| Selected text |
· · · ·
Un agent de police anglais a dressé un PV de £80 (120€ à peu près) contre un jeune homme qui venait d’employer le mot fuck dans une conversation avec ses potes. Le porte-parole de la police compare l’attitude du public envers ce mot à l’amour ou la haine que les gens éprouvent pour le Marmite — une pâte à tartiner salée à base de levure de bière. Ce nom commercial est, bien entendu, un emprunt au français.
Via Bystander, a blogging English magistrate judge: A youth from Kent has been issued a £80 (about 117.139019€, if you ask Google) on-the-spot fine for using “the F-word”, as they put it. Here’s the BBC news report:
Kurt Walker, 18, from Deal, Kent, said he would go to court rather than pay the fine handed out in a town park.
He said he received the fixed-penalty notice after he used the F-word to a group of friends he met in the park.
Kent Police said fixed penalty notices were just one tool to help them to tackle anti-social behaviour.
Student Mr Walker was on his way to a youth centre where he works as a volunteer when he stopped to talk to friends.
· · · ·
| Data lines |
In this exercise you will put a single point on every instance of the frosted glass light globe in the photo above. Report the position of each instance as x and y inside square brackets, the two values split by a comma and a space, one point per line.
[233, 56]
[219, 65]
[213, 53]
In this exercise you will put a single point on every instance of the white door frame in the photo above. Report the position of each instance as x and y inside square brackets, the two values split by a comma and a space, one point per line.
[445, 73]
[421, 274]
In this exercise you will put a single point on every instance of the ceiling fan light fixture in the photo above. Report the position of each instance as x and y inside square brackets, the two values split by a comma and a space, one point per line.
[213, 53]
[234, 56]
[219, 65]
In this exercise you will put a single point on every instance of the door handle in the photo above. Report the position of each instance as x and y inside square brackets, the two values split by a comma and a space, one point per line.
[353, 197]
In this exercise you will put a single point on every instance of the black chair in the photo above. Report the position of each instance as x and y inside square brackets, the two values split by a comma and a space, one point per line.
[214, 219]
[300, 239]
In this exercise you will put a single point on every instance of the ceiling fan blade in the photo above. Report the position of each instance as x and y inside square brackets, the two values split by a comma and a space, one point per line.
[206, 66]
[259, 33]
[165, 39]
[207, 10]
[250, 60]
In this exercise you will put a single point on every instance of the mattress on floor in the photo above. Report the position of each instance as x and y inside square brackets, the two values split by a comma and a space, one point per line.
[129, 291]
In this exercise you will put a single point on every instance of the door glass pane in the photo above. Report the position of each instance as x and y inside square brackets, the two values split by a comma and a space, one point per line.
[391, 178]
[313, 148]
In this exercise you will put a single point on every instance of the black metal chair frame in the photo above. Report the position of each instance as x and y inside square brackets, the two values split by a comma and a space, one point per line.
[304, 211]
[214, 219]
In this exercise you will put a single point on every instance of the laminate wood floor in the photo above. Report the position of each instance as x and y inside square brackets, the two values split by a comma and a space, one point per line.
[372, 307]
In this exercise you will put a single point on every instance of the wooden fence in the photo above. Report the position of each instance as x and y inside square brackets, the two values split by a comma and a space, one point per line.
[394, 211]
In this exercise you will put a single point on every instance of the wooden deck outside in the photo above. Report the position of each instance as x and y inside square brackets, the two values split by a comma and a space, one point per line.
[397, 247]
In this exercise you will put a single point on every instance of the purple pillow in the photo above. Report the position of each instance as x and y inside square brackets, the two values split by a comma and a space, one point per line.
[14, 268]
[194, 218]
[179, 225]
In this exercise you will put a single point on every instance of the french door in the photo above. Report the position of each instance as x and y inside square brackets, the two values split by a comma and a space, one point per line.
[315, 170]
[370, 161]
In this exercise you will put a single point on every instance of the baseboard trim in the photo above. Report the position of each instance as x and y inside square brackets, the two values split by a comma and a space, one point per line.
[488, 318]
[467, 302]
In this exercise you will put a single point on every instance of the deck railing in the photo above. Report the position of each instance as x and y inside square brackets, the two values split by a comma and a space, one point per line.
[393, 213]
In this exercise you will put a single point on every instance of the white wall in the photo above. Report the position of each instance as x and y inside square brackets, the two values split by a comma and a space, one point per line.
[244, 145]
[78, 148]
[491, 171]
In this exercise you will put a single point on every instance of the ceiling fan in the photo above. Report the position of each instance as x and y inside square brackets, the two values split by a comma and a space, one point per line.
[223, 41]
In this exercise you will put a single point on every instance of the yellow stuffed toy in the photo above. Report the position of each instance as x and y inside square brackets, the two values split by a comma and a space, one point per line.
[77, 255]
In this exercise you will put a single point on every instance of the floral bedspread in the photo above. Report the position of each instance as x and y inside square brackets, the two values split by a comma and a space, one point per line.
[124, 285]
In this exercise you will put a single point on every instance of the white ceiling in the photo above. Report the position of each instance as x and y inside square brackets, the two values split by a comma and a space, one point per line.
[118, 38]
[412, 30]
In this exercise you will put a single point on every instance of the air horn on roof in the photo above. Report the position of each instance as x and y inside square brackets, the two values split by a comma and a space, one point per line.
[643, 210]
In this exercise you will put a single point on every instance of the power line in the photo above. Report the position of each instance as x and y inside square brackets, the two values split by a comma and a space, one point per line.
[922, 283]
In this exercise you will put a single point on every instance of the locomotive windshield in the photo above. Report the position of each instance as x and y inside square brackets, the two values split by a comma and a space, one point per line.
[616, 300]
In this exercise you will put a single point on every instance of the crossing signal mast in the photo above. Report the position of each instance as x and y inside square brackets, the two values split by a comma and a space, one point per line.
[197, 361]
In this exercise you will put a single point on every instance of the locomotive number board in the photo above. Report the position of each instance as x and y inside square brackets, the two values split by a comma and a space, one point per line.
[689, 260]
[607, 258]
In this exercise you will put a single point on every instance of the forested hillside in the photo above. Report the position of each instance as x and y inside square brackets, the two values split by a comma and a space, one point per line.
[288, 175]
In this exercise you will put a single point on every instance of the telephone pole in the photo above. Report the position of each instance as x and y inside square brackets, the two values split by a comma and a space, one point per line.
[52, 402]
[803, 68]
· · · ·
| Tasks and exercises |
A. In the piece on the swearing fine, shorten the paragraph that begins "Student Mr Walker was on his way" while keeping its main facts.
B. Transcribe the piece on the swearing fine word for word from "Via Bystander, a" to "tackle anti-social behaviour.".

| Task results |
A. Mr. Walker, a student, stopped to talk to friends while heading to a youth center where he volunteers.

B.
Via Bystander, a blogging English magistrate judge: A youth from Kent has been issued a £80 (about 117.139019€, if you ask Google) on-the-spot fine for using “the F-word”, as they put it. Here’s the BBC news report:
Kurt Walker, 18, from Deal, Kent, said he would go to court rather than pay the fine handed out in a town park.
He said he received the fixed-penalty notice after he used the F-word to a group of friends he met in the park.
Kent Police said fixed penalty notices were just one tool to help them to tackle anti-social behaviour.